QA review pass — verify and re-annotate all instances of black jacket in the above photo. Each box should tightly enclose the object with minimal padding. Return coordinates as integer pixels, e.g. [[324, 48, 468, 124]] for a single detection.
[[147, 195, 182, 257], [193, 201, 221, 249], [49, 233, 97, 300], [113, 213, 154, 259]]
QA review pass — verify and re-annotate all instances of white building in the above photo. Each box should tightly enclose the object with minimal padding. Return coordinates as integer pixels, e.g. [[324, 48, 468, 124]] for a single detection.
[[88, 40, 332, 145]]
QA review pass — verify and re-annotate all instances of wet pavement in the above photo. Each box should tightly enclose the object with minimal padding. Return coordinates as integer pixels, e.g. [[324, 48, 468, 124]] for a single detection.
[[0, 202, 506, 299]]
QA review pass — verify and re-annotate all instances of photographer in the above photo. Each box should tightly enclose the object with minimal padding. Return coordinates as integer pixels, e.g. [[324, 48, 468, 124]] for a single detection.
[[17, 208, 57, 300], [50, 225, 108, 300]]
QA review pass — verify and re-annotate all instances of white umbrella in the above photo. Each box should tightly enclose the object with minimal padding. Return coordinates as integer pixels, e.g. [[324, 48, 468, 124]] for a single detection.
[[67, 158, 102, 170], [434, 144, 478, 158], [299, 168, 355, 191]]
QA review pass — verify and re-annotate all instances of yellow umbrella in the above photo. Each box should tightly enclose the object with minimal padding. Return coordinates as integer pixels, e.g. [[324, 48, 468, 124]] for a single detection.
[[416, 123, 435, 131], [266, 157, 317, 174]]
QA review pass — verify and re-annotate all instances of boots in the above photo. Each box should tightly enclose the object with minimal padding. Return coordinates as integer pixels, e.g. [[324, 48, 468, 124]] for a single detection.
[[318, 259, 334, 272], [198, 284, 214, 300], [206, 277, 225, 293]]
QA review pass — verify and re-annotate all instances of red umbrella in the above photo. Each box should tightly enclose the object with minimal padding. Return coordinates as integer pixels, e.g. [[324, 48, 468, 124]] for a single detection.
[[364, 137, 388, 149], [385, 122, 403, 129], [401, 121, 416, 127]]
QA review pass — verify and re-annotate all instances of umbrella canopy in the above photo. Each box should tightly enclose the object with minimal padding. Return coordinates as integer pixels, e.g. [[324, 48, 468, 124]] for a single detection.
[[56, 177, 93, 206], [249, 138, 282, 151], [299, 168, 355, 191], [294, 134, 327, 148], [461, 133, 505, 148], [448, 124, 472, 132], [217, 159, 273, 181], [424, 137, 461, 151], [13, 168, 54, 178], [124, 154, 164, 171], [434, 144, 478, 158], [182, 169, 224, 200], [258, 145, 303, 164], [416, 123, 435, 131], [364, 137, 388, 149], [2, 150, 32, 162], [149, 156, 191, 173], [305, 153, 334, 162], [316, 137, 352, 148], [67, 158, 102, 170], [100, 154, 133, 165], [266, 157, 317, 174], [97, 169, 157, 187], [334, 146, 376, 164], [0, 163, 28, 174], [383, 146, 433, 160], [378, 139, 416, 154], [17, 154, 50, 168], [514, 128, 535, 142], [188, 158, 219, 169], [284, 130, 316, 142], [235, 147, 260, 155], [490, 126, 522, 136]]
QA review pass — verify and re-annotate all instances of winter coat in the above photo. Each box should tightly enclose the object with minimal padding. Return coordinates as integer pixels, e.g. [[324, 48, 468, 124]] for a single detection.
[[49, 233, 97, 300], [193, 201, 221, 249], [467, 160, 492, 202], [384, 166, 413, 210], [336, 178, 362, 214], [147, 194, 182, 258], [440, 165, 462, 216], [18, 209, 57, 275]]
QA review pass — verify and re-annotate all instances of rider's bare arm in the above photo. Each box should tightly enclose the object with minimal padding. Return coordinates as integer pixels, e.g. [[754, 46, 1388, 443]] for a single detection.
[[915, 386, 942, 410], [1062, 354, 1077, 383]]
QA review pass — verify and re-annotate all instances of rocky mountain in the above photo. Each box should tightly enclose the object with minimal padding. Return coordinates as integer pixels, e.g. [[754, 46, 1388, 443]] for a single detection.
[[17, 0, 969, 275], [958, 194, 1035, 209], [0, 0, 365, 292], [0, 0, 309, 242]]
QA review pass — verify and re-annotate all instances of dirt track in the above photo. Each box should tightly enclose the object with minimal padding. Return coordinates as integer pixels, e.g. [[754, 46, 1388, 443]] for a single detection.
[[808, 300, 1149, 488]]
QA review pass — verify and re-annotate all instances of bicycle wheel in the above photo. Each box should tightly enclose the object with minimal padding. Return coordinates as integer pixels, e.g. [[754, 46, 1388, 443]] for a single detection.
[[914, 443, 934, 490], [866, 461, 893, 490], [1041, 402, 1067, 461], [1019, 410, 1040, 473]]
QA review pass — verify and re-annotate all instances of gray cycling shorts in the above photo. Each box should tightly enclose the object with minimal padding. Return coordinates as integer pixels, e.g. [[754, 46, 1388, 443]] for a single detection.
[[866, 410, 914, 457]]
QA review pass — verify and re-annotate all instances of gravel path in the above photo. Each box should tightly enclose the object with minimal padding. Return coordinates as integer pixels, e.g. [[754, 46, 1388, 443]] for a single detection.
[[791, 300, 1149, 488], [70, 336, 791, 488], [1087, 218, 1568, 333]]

## Exercise brief
Scale the records between the line containing "instances of photographer" and the line containing "[[17, 208, 57, 300], [50, 225, 108, 300]]", inclusive. Rewrite every line, requests included, multiplying each box coordinate in the answers by 2.15 and rounding to whole numbers with halves rounded up, but leave the requests and their sample coordinates unchanged.

## Right answer
QA review pass — verify and re-annotate all instances of photographer in the above photo. Each box should tightly enclose the object with minimal padding. Return coordinates as integer pixels, e.g. [[324, 48, 468, 124]] for a single detection.
[[37, 447, 123, 645], [108, 484, 232, 645]]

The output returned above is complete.